:: The task ::
Reproduce these rows verbatim, line for line.

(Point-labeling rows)
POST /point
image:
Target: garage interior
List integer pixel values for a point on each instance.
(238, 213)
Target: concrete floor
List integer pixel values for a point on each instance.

:: Solution to this problem ::
POST /point
image:
Target: garage interior
List integer pixel values for a point on each instance.
(238, 213)
Target: concrete floor
List integer pixel values for a point on each instance.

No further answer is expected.